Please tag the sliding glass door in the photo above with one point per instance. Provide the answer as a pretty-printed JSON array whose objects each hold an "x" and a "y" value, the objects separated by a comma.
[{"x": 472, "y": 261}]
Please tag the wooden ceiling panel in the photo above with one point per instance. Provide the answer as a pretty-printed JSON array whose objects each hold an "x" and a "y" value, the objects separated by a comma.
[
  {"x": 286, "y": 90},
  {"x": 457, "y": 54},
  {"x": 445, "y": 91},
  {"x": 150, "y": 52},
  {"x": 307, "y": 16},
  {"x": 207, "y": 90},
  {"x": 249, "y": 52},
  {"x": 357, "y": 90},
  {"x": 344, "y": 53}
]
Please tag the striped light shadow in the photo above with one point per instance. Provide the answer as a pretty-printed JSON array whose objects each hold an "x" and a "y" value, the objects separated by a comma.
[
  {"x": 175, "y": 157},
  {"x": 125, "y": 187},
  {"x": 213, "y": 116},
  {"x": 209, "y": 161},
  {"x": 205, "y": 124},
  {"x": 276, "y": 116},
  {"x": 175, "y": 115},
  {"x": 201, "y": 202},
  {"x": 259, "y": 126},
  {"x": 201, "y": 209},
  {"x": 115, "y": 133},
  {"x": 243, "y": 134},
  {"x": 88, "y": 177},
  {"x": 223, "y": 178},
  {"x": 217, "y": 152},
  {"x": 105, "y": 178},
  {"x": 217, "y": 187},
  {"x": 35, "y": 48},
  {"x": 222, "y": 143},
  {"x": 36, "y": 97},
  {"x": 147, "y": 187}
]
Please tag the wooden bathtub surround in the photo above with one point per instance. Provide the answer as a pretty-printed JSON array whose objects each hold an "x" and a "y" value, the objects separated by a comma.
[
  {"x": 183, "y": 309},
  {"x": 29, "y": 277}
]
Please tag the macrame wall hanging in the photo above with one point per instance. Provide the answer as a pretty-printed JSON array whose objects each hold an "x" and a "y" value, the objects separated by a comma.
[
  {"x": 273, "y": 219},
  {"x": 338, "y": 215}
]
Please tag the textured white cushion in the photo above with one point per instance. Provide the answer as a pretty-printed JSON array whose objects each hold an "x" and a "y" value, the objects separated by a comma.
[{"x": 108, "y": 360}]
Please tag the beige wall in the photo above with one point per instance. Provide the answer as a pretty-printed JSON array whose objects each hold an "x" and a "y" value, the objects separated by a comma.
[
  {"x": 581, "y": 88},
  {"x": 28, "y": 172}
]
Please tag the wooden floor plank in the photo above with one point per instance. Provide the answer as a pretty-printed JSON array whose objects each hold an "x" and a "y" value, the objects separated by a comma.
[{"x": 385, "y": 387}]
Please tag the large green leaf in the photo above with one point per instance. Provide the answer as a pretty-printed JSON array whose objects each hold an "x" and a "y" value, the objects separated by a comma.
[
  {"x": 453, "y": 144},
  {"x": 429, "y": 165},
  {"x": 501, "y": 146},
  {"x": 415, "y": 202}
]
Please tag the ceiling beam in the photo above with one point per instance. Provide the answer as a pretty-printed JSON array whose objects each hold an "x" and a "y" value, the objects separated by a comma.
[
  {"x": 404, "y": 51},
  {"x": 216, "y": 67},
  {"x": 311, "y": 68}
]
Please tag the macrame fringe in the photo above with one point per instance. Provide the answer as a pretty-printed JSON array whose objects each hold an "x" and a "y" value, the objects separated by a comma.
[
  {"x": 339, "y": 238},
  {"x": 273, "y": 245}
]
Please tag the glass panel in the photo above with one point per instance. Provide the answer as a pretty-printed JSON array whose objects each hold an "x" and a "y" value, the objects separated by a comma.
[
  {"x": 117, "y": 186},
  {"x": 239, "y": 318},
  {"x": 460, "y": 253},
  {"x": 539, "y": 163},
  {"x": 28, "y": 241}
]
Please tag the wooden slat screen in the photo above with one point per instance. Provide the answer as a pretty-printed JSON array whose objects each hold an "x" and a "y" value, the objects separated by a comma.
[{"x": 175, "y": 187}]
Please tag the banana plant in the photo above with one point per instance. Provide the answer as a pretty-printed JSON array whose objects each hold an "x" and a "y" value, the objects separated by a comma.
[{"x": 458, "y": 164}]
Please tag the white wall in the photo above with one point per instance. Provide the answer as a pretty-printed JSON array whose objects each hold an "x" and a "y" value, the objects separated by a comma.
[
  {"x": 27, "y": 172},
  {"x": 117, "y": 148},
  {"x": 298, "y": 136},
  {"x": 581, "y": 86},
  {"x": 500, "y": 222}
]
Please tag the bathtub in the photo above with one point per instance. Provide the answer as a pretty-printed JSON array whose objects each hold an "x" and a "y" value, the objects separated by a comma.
▬▬▬▬▬▬▬▬▬▬
WRITTEN REQUEST
Repeat each of the rows above, substituting "indented" for "pretty-printed" wherever it occurs and changing nothing else.

WORKED ANSWER
Please tag the sliding glass door in the photo above with one point per instance. Provide the answer as a indented JSON array whose objects each hold an "x" and a "y" value, the objects separated by a comma.
[{"x": 472, "y": 261}]
Please tag the wooden ceiling panel in the photo above with one point per instance. Provide the answer as a indented JSON array whose objects each hold an "x" and a "y" value, the objects separated by a comma.
[
  {"x": 286, "y": 90},
  {"x": 457, "y": 54},
  {"x": 445, "y": 91},
  {"x": 150, "y": 52},
  {"x": 307, "y": 16},
  {"x": 207, "y": 90},
  {"x": 249, "y": 52},
  {"x": 357, "y": 90},
  {"x": 344, "y": 53}
]
Please tag the striped light shadow in the photo above with one point per instance. Provide the answer as a indented JSON array whose objects each hold an "x" and a "y" value, the objects separated by a comma.
[
  {"x": 175, "y": 157},
  {"x": 125, "y": 187},
  {"x": 213, "y": 116},
  {"x": 209, "y": 161},
  {"x": 205, "y": 124},
  {"x": 276, "y": 116},
  {"x": 175, "y": 115},
  {"x": 201, "y": 202},
  {"x": 259, "y": 126},
  {"x": 201, "y": 209},
  {"x": 115, "y": 133},
  {"x": 243, "y": 134},
  {"x": 88, "y": 177},
  {"x": 223, "y": 178},
  {"x": 217, "y": 152},
  {"x": 105, "y": 178},
  {"x": 217, "y": 187},
  {"x": 35, "y": 48},
  {"x": 222, "y": 143},
  {"x": 36, "y": 97},
  {"x": 147, "y": 187}
]
Please tag the wooden bathtub surround in the photo above with one point per instance. Provide the answer as a indented JSON array whose objects each hold an "x" and a "y" value, the objects separated by a comma.
[
  {"x": 183, "y": 309},
  {"x": 29, "y": 277}
]
Please tag the macrame wall hanging in the photo above with one point per instance. Provide the answer as a indented JSON array whose objects each hold an "x" and a "y" value, the objects separated by a comma.
[
  {"x": 273, "y": 219},
  {"x": 338, "y": 215}
]
Please tag the textured white cushion in the photo above with one point per instance. Provide the answer as a indented JSON array whose objects each hold an "x" and a "y" value, the objects separated by a comma.
[{"x": 108, "y": 360}]
Please tag the beige wall in the photo above with one point per instance. Provide the answer as a indented JSON array whose objects each hold an "x" and a "y" value, the objects separated by a comma.
[
  {"x": 581, "y": 88},
  {"x": 28, "y": 172}
]
Please tag the wooden floor plank in the photo above with one point per instance. Provide the answer as a indented JSON array whose objects each hold an "x" and a "y" value, the objects separated by a comma.
[{"x": 385, "y": 387}]
Please tag the large green leaf in the photo above with one point per instance. Provide the answer as a indented JSON array whose objects each hold an "x" and a "y" value, the objects separated by a comma.
[
  {"x": 453, "y": 144},
  {"x": 429, "y": 165},
  {"x": 501, "y": 146},
  {"x": 415, "y": 202}
]
Please tag the ceiling beam in the photo above with one point per instance. Provide the answer as a indented JSON array whose objects each hold an "x" and a "y" value, the objects separated by a comma.
[
  {"x": 404, "y": 51},
  {"x": 216, "y": 67},
  {"x": 311, "y": 68}
]
Please tag the macrame fringe in the photo above with one point per instance. Provide the answer as a indented JSON array whose objects each hold an "x" and a "y" value, the objects separated by a comma.
[
  {"x": 339, "y": 238},
  {"x": 273, "y": 245}
]
Please tag the glass panel in the photo above with one point per instance. Provide the answer as a indented JSON array whose objects each hold an "x" and a "y" value, the objects separated by a comma.
[
  {"x": 117, "y": 186},
  {"x": 239, "y": 318},
  {"x": 460, "y": 253},
  {"x": 539, "y": 163},
  {"x": 28, "y": 241}
]
Please tag the wooden slat screen in the photo above with one point per instance. Provide the answer as a indented JSON array whose objects each hold an "x" and a "y" value, the objects separated by a comma.
[{"x": 175, "y": 187}]
Please tag the banana plant in the photo above with one point per instance. Provide the answer as a indented JSON array whose objects each hold an "x" and a "y" value, the objects separated by a comma.
[{"x": 458, "y": 164}]
Please tag the white wall in the photo above with one point per instance. Provide the answer as a indented JSON array whose objects each hold an "x" and a "y" value, the objects separated by a comma.
[
  {"x": 27, "y": 172},
  {"x": 117, "y": 148},
  {"x": 298, "y": 136},
  {"x": 581, "y": 86},
  {"x": 500, "y": 222}
]
Please tag the bathtub in the photo above with one point per instance. Provide the answer as a indented JSON array whose objects each hold an "x" and a "y" value, the objects separated by a comma.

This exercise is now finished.